'''

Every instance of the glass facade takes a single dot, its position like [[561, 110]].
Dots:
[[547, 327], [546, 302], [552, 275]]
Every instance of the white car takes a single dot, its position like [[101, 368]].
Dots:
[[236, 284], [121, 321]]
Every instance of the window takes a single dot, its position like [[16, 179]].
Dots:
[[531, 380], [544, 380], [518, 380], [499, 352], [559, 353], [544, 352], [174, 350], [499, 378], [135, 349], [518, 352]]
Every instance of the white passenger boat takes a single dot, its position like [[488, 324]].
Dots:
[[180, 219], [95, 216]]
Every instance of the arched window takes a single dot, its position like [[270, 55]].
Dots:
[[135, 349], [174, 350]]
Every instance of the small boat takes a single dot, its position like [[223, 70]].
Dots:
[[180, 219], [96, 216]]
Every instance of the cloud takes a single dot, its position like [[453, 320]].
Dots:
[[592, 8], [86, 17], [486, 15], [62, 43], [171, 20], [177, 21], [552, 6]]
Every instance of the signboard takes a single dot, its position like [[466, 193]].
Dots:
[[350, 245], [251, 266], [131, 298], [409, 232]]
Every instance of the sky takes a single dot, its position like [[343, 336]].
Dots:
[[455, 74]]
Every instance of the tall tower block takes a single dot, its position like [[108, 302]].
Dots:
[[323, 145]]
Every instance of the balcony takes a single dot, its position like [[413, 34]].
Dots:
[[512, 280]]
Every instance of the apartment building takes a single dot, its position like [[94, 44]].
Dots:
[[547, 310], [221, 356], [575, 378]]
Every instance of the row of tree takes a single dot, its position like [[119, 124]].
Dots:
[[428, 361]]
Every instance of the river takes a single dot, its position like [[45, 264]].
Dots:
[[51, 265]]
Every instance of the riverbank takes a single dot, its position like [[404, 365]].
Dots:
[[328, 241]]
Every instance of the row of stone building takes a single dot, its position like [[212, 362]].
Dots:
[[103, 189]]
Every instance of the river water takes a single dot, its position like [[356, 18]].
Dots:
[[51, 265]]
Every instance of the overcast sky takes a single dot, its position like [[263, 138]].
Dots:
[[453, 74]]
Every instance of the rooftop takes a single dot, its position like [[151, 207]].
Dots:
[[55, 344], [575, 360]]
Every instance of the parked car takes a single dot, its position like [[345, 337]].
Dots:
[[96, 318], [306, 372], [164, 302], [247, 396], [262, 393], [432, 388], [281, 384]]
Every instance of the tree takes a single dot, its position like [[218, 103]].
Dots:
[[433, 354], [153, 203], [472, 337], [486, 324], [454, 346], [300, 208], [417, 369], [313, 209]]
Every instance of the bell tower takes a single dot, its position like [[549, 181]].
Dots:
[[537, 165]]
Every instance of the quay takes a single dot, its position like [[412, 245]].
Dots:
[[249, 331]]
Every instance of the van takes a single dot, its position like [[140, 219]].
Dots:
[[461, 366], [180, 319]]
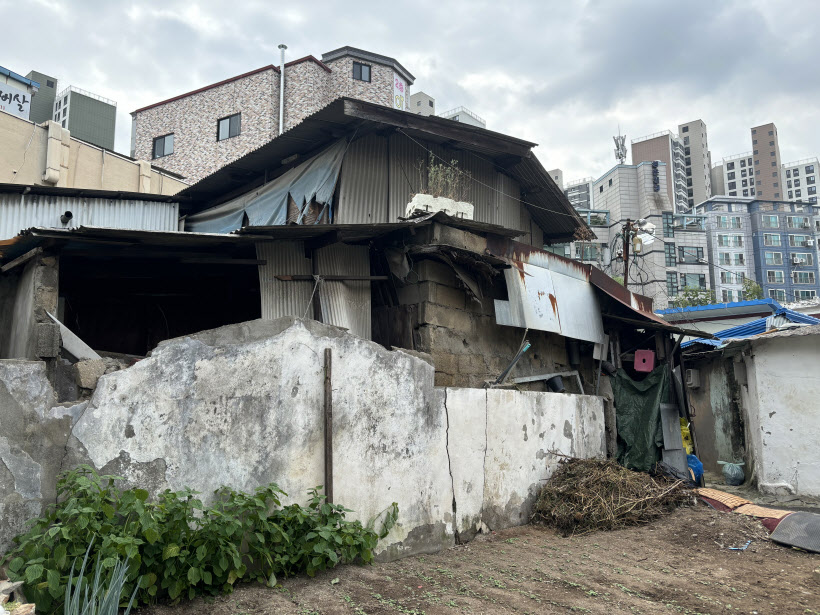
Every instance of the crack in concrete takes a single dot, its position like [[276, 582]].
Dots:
[[450, 469]]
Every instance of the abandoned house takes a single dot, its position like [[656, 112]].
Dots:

'''

■ WHAT THE TASK REQUIRES ■
Copy out, word for word, the lines starting with the one containing "Every instance of the parked" and continuing through the end of the lines above. Leave the pictures out.

■ SOLUTION ■
Every instance of the parked car takes a single dot, its position like [[345, 337]].
Dots:
[[96, 318], [306, 372], [164, 302], [247, 396], [262, 393], [432, 388], [281, 384]]
Every instance of the tree takes a single dot, its position like [[218, 103]].
Dots:
[[433, 354], [153, 203], [472, 337], [486, 324], [454, 346], [300, 208], [417, 369], [313, 209]]
Every instance of the bell tower takes a single dot, its position like [[549, 181]].
Dots:
[[537, 165]]
Every instance of the quay takes a single dot, its position like [[412, 245]].
Dots:
[[249, 331]]
Every instance of the van takes a single dot, its position like [[140, 219]].
Dots:
[[461, 366], [180, 319]]
Every instance of the crack in concrete takes a single dot, its position like [[276, 582]].
Dots:
[[450, 469]]
Every instance of the abandoned house takes a single dot, its position like [[656, 112]].
Dots:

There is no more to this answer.